§ Aim of the task:
Every line from the one containing "the boy with" to the final line of the material below must be reproduced exactly; leave out all other lines.

* * * * * * *

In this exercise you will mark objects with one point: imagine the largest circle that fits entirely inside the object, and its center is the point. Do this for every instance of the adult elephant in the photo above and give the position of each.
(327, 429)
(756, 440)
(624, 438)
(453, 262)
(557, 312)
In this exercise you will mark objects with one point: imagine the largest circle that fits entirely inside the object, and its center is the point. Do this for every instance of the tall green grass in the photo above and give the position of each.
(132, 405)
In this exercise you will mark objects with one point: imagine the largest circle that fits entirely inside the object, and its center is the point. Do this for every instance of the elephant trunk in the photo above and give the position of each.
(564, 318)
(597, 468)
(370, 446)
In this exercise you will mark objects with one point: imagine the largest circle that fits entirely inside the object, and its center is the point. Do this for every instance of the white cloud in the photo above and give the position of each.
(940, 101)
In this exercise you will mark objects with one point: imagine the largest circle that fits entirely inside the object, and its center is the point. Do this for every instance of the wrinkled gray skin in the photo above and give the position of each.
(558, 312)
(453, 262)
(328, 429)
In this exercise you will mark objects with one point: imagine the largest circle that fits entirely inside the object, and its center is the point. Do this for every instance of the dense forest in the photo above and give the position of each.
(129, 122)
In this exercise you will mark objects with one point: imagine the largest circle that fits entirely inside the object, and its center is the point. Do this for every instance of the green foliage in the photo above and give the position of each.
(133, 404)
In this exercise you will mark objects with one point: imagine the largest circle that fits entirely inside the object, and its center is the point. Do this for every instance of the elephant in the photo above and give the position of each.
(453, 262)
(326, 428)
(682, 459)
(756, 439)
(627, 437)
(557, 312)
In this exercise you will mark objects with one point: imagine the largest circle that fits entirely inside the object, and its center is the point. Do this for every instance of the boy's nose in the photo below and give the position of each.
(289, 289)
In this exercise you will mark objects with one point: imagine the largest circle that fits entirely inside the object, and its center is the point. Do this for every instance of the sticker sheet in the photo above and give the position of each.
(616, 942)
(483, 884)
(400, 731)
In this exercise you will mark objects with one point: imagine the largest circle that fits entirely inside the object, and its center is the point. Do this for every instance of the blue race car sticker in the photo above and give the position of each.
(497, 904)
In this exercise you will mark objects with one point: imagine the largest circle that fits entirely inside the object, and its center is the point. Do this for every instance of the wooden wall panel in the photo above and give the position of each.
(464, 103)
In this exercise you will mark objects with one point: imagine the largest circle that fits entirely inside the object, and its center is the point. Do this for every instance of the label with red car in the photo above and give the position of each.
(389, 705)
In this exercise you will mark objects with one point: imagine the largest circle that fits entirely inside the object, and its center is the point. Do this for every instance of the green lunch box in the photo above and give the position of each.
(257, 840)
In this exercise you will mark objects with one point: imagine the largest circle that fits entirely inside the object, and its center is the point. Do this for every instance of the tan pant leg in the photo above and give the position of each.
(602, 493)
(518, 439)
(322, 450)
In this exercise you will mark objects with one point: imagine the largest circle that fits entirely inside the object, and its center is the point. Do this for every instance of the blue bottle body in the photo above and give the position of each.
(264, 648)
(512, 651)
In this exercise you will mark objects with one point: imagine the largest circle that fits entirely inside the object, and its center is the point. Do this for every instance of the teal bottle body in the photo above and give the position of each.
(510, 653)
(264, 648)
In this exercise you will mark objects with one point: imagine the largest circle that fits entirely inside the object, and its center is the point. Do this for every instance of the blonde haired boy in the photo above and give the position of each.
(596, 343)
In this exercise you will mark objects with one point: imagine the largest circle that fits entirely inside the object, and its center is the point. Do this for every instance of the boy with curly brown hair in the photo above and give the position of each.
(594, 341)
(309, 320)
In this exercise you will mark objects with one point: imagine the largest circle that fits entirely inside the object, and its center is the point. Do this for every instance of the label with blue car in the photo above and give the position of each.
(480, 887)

* * * * * * *

§ Written solution:
In this exercise you will mark objects with one point: imagine the largest circle that fits entirely inside the object, and its center is the point. Do this for every instance of the boy with curly brown hair in the photo above and give the position of each.
(594, 341)
(309, 320)
In this exercise you will mark objects with one point: imagine the largest circle that fits entirely inside the object, and its center is the point. Do this for every instance of the label with blue car in the photo above and give the position of each.
(480, 887)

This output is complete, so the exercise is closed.